Task inputs Start Marker

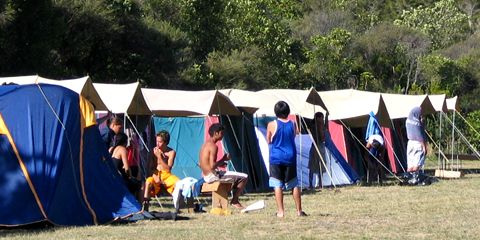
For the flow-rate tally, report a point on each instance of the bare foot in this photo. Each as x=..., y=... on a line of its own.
x=237, y=206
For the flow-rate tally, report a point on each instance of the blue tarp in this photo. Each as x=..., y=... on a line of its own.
x=186, y=138
x=340, y=171
x=49, y=161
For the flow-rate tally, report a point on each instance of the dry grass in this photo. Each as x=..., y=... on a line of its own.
x=445, y=210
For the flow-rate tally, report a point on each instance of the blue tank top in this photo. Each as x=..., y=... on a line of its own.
x=282, y=148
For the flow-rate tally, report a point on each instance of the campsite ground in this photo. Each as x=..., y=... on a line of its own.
x=448, y=209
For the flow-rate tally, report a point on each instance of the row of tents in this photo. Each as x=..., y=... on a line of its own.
x=50, y=139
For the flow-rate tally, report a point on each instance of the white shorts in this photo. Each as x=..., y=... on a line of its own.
x=415, y=154
x=225, y=176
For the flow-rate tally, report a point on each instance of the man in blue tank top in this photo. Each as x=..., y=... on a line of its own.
x=283, y=158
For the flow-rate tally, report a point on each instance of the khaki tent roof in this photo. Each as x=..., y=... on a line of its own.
x=452, y=104
x=301, y=102
x=177, y=103
x=123, y=98
x=82, y=86
x=438, y=102
x=399, y=106
x=353, y=107
x=242, y=99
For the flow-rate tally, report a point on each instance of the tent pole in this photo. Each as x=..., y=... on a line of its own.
x=440, y=143
x=453, y=139
x=139, y=136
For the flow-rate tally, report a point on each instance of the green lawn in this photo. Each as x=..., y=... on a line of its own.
x=448, y=209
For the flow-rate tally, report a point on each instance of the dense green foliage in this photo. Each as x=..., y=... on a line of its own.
x=406, y=46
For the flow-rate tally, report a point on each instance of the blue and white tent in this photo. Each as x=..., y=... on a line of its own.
x=54, y=165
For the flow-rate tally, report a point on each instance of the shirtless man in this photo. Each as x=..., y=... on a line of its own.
x=161, y=176
x=214, y=170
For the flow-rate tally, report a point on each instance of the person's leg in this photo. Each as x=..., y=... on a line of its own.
x=297, y=197
x=310, y=179
x=279, y=201
x=240, y=185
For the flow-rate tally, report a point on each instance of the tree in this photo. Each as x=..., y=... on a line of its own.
x=389, y=55
x=329, y=65
x=444, y=23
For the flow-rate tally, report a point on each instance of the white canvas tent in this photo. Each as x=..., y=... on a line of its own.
x=302, y=102
x=82, y=86
x=177, y=103
x=399, y=105
x=353, y=107
x=123, y=98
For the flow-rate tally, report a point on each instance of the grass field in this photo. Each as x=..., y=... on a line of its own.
x=448, y=209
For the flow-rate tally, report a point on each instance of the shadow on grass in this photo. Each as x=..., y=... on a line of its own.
x=32, y=228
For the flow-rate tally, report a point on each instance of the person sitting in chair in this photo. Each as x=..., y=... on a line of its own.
x=376, y=150
x=214, y=170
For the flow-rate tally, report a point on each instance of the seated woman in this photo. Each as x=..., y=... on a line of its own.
x=120, y=160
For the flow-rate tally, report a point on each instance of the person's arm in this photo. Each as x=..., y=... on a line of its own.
x=146, y=193
x=124, y=156
x=270, y=130
x=160, y=155
x=424, y=146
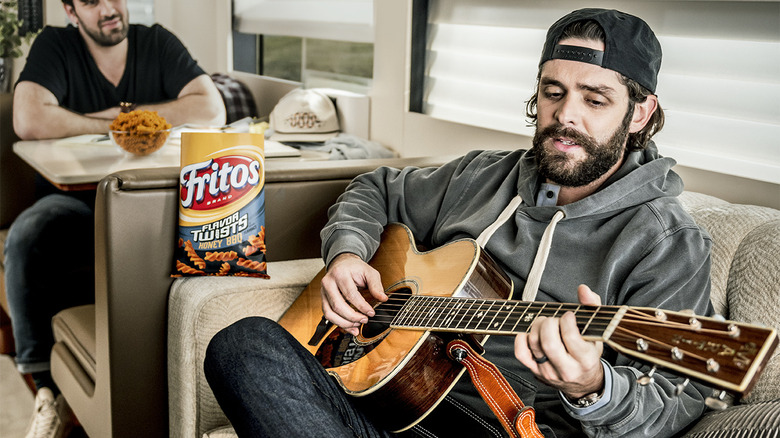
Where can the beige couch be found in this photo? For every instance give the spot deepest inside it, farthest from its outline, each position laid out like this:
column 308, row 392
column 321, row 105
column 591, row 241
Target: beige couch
column 745, row 287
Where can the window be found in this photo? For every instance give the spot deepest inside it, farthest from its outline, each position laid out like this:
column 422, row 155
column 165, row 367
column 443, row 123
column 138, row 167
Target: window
column 718, row 82
column 141, row 11
column 322, row 43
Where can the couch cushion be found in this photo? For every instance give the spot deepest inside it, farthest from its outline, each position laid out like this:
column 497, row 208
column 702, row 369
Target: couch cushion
column 75, row 327
column 754, row 421
column 201, row 306
column 221, row 432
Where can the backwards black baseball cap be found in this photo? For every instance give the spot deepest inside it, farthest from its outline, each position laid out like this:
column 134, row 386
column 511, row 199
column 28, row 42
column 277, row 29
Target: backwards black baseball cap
column 630, row 46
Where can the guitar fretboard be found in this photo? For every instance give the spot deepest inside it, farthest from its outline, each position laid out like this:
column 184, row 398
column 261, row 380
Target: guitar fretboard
column 496, row 317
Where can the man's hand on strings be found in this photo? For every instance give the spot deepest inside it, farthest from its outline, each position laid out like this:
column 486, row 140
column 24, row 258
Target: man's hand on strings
column 342, row 301
column 556, row 353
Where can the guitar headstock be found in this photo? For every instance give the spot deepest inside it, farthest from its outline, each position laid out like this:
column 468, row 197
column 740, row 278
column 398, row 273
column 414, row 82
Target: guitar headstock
column 722, row 354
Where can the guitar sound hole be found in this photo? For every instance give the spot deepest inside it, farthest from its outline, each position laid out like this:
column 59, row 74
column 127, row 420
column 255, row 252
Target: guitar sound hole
column 341, row 348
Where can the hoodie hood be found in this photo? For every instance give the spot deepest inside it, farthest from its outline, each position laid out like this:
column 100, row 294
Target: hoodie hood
column 644, row 176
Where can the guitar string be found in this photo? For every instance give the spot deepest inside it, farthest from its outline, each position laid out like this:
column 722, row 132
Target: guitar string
column 420, row 309
column 507, row 308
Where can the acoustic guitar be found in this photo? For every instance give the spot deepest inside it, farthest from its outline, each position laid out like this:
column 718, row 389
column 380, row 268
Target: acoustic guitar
column 398, row 367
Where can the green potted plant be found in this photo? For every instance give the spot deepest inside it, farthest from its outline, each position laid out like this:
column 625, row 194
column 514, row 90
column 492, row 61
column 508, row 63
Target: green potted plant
column 10, row 41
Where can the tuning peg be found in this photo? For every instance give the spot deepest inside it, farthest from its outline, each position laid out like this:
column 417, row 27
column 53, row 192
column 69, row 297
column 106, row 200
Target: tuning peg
column 681, row 386
column 648, row 378
column 717, row 403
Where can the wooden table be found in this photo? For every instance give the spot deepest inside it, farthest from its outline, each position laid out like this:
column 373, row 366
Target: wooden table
column 80, row 163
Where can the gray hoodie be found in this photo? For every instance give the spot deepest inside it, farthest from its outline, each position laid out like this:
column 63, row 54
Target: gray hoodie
column 631, row 242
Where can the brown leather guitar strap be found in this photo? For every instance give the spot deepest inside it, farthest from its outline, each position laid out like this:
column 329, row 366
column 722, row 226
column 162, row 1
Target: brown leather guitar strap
column 518, row 420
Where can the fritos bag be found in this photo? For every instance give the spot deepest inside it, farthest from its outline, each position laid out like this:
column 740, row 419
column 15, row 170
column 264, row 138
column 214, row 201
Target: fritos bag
column 221, row 205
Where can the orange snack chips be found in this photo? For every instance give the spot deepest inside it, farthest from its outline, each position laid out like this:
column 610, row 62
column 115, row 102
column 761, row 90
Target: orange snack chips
column 140, row 132
column 221, row 205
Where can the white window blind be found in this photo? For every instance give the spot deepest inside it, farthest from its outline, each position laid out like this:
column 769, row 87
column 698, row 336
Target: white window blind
column 341, row 20
column 719, row 83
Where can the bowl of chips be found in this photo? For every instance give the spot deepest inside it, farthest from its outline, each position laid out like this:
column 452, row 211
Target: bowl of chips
column 140, row 132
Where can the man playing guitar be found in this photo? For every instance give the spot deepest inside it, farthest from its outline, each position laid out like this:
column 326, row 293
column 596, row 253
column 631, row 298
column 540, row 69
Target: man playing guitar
column 592, row 203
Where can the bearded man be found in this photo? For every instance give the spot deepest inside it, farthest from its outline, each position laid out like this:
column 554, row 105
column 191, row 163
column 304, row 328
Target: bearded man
column 588, row 215
column 75, row 77
column 73, row 83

Task inputs End Marker

__Your task__: Using the records above, write out exactly the lines between the one holding "column 15, row 170" and the one holding "column 554, row 105", inclusive; leave everything else out.

__Answer to this exercise__:
column 15, row 170
column 264, row 138
column 214, row 201
Target: fritos bag
column 221, row 205
Where can the orange snack chips be found in this photo? For every instance give the spot deepest inside it, farthest from its outline, each position laid out like this:
column 610, row 62
column 115, row 102
column 761, row 90
Target: orange snack chips
column 140, row 132
column 221, row 205
Where can the white window blind be found in this photo? For every instance give the spot deepest inside it, farthest from its outline, each position laid out like this:
column 769, row 87
column 698, row 336
Target: white window blind
column 341, row 20
column 719, row 83
Where can the bowl of chips be found in this photo? For every instance give the spot deepest inside it, farthest from its outline, each position laid out like this:
column 452, row 211
Target: bowl of chips
column 140, row 132
Where can the man playing guitar be found in this photo? For every instance give the spot deepest inside it, farthest from its outline, each position laid out like this:
column 326, row 293
column 596, row 253
column 631, row 298
column 540, row 69
Target: man playing guitar
column 592, row 203
Where can the bearded man be found in this photo? For every instance give the spot deepest inside it, farthest from its outline, each position laid out like this:
column 554, row 105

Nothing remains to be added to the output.